Task prompt
Answer these questions from the veterinary practice text.
1. According to the text, what should you decide in advance about donating?
2. What is the name of the cloud-based veterinary practice software mentioned?
3. Why does the text say difficult customers are typically bad for business?

Choose when and how you’re going to donate. Decide in advance when and how much you can afford and allow for unexpected circumstances (acute patients arriving at short notice, etc.). 

It’s difficult to say no, but you are doing your clients, patients and the community a favour by remaining viable.


Automate your practice

Automate as many repetitive and mundane tasks as possible to make you and your team more efficient. Accept bookings online (consider only accepting bookings online if it would free people up from the phones), automate reminders and use consult and sales templates to minimise the amount of data entry you need to do each day. 

This will help to reduce stress levels and, as you’ll be doing less mundane stuff, it will make work more fun. As an added benefit, you’ll reduce missed appointments, missed charges, etc.

Systems like Panacea, our cloud-based veterinary practice software, allow you to automate the mundane daily tasks and simplify your workload. Click here to sign up for your complimentary demo and 30-day free trial.


Move difficult customers on

We all know how difficult it is to deal with customers who are rude, threatening or bullying. These customers are not only bad for your mental health but, because they’re often the first to dispute a bill and to badmouth you to others, they’re typically bad for business also.

Extracted information
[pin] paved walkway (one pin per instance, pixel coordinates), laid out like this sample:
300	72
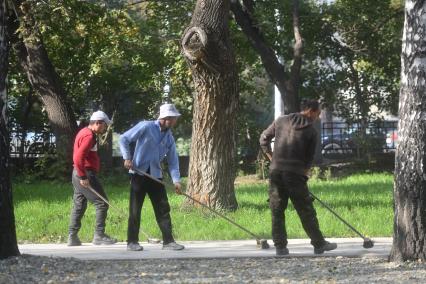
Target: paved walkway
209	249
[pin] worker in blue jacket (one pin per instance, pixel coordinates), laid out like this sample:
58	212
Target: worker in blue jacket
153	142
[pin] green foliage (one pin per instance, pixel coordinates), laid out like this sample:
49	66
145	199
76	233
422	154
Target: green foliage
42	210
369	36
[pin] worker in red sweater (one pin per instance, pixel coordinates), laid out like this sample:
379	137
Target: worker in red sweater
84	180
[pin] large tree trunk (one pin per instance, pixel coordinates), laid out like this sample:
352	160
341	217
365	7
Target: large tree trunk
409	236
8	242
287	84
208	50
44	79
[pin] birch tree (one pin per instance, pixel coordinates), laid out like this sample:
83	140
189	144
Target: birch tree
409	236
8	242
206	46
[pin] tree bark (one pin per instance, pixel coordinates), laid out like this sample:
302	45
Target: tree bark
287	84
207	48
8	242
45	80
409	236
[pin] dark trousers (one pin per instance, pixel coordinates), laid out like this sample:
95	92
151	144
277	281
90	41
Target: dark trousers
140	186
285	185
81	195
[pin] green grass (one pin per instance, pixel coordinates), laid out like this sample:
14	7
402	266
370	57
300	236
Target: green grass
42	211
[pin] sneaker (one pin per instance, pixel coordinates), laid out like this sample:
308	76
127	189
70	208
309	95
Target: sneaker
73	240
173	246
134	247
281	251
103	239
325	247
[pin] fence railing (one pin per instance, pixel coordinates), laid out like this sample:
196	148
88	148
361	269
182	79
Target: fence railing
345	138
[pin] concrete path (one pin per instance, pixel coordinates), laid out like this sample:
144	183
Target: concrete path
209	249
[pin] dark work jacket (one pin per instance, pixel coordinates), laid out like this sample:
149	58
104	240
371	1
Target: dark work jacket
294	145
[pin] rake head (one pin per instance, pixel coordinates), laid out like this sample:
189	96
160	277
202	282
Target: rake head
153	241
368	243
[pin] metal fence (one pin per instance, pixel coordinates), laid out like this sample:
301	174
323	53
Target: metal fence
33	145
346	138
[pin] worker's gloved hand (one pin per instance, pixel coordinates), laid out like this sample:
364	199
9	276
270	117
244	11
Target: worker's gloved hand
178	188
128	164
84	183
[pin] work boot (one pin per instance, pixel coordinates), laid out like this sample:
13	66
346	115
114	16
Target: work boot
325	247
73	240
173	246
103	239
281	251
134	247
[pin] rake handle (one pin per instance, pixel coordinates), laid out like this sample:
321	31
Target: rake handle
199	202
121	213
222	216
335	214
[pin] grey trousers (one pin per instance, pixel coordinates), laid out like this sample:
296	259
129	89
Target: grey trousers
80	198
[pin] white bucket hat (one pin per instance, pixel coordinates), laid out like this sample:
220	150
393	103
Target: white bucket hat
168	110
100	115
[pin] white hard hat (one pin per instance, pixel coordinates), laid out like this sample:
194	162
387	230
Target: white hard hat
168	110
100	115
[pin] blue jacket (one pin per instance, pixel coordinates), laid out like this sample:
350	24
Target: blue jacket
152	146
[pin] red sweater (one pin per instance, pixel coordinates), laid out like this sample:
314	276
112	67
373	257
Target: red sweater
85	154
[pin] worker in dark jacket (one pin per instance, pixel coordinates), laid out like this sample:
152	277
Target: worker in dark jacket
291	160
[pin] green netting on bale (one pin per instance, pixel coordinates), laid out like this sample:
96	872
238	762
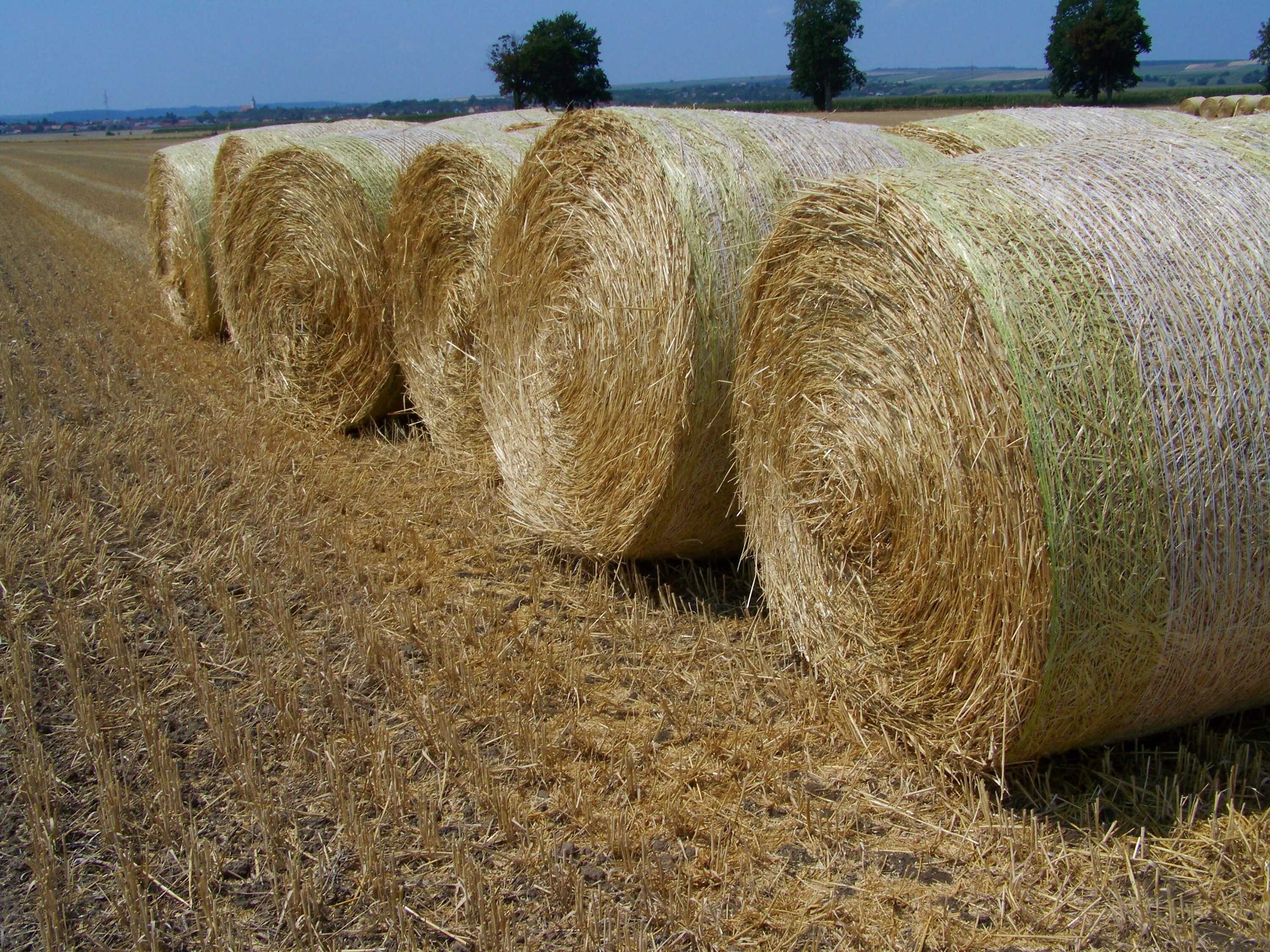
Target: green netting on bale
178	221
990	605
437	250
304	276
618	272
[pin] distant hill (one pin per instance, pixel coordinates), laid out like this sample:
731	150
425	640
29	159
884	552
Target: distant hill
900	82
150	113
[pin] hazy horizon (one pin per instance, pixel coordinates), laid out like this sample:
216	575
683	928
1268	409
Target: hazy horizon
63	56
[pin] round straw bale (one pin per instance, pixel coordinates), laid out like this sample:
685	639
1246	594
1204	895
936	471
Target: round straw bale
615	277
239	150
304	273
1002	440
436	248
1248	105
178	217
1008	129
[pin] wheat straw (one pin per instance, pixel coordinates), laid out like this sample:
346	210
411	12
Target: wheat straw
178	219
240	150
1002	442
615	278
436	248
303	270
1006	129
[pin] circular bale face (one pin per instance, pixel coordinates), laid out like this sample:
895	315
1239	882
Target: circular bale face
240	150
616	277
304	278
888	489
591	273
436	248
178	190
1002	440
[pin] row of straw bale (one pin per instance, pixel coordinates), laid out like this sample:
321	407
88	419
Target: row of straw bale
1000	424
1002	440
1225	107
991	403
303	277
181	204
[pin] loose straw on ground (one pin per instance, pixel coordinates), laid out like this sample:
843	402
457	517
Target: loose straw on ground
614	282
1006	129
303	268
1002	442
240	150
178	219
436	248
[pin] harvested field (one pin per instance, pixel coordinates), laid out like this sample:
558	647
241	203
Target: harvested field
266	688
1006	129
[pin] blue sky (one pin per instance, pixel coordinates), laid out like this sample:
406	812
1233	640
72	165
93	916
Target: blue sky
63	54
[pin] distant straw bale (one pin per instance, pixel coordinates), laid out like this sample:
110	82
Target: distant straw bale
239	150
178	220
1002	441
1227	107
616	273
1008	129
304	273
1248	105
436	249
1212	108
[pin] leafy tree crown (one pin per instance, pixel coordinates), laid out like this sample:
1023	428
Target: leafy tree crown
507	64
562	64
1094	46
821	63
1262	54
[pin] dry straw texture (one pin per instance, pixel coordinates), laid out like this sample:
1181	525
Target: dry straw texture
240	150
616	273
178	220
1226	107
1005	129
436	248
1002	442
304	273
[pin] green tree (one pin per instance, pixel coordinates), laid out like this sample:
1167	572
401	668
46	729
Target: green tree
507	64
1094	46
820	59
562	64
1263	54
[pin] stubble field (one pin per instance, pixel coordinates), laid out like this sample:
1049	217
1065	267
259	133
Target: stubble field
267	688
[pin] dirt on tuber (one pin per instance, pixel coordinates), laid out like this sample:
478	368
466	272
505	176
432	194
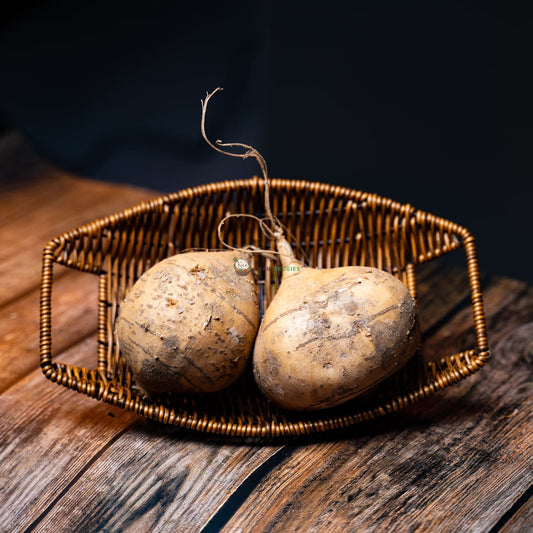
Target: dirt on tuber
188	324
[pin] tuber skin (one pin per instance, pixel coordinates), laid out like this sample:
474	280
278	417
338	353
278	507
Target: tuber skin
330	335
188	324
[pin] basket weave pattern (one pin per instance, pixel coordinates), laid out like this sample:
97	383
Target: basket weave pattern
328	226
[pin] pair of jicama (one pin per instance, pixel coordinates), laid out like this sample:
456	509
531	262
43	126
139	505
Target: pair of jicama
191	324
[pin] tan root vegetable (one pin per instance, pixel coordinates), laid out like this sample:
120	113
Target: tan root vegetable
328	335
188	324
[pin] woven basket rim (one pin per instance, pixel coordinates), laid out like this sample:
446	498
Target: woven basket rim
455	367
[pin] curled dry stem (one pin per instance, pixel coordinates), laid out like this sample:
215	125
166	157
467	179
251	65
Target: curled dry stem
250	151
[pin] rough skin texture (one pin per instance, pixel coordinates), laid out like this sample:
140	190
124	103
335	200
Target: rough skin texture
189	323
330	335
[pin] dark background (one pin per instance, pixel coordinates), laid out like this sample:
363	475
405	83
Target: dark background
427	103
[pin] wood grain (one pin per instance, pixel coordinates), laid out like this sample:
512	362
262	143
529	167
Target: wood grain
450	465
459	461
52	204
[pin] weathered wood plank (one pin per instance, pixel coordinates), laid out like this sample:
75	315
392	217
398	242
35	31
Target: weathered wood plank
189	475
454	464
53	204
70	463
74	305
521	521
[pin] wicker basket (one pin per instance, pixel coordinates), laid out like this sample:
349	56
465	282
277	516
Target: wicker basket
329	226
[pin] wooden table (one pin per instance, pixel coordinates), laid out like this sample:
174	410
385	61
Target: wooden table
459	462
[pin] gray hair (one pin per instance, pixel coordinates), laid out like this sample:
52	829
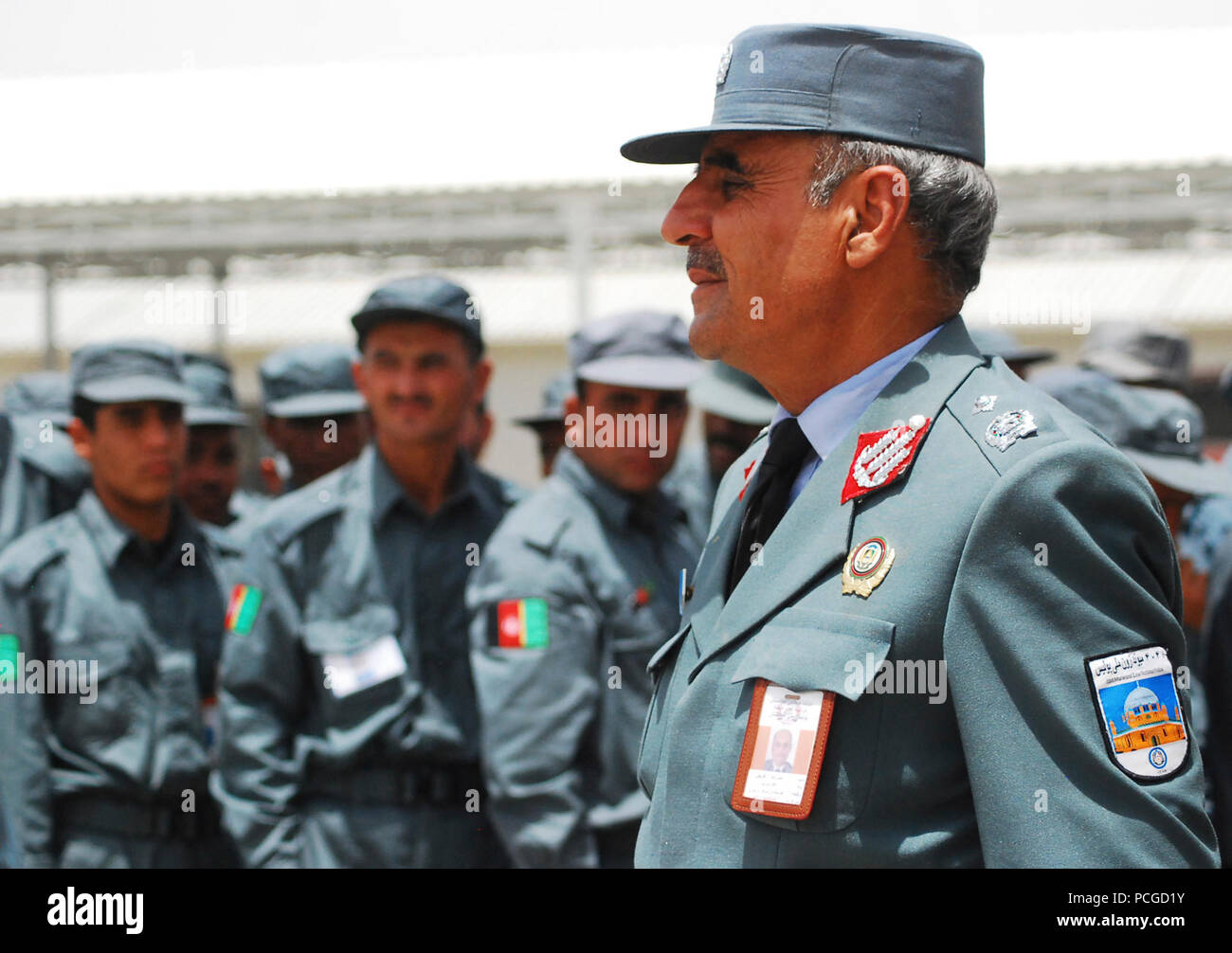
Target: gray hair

Result
1. You should decide when and how much you can afford to donate, allowing for unexpected circumstances.
2. Panacea.
3. They are often the first to dispute a bill and to badmouth you to others.